PROBLEM DESCRIPTION =
Select and copy every line in the rows below that contains the string "locate". Case counts.
Start of RECORDS SUPPLIED
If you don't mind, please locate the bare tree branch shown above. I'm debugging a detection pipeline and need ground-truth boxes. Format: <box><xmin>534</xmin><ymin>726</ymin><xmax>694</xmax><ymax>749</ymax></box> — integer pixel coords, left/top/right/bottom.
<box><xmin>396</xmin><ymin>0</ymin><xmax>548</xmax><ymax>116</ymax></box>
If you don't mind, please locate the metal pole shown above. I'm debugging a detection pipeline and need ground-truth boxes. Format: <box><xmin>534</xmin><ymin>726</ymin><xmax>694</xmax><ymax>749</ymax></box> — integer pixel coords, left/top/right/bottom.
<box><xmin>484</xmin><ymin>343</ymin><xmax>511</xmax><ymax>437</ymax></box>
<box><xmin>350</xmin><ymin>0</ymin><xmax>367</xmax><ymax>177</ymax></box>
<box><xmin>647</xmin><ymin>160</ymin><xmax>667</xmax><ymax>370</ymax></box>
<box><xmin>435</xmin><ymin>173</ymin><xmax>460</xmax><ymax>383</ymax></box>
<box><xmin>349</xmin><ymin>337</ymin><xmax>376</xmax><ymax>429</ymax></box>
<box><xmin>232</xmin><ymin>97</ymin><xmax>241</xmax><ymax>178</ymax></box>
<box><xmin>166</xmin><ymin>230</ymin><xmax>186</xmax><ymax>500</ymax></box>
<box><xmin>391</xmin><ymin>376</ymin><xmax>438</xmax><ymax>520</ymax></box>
End of RECORDS SUPPLIED
Start of RECORDS SUPPLIED
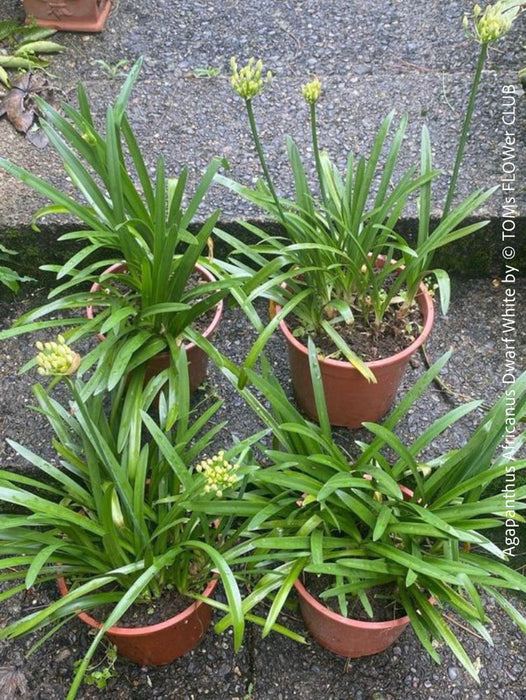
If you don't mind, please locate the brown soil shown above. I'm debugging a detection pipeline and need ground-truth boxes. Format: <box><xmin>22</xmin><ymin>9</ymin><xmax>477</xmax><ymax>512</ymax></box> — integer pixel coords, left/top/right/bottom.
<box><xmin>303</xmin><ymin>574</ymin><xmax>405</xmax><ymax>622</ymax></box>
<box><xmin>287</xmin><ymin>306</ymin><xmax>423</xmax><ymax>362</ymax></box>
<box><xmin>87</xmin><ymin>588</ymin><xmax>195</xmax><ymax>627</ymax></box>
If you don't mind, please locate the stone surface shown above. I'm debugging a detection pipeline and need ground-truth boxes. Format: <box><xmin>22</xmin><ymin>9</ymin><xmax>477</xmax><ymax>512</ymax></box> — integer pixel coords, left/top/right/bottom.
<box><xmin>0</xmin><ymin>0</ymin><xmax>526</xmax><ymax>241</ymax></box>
End of RECORDS SUPPLIED
SOLVED EXERCISE =
If you don't mind, please locate the bare tree branch shown above. I'm debugging a detection pipeline and need ground-truth boxes. Format: <box><xmin>534</xmin><ymin>726</ymin><xmax>694</xmax><ymax>749</ymax></box> — integer pixel coords, left/top/right/bottom.
If you don't mind, please locate the metal pole shown above. I'm debugging a detection pipeline and need ground-truth boxes. Format: <box><xmin>534</xmin><ymin>726</ymin><xmax>694</xmax><ymax>749</ymax></box> — integer pixel coords, left/top/right/bottom.
If you don't mind, please locate the brown soil shown above. I'm debugging a detection pipeline and need ground-truth boxes. Format: <box><xmin>22</xmin><ymin>9</ymin><xmax>477</xmax><ymax>512</ymax></box> — integer pixel coords, left/top/right/bottom.
If you don't mind, please locate the stone surface shown above. I'm debugging a detection pipeline and need ground-truth boxes. Format: <box><xmin>22</xmin><ymin>9</ymin><xmax>477</xmax><ymax>512</ymax></box> — integer pixel coords, left/top/right/bottom.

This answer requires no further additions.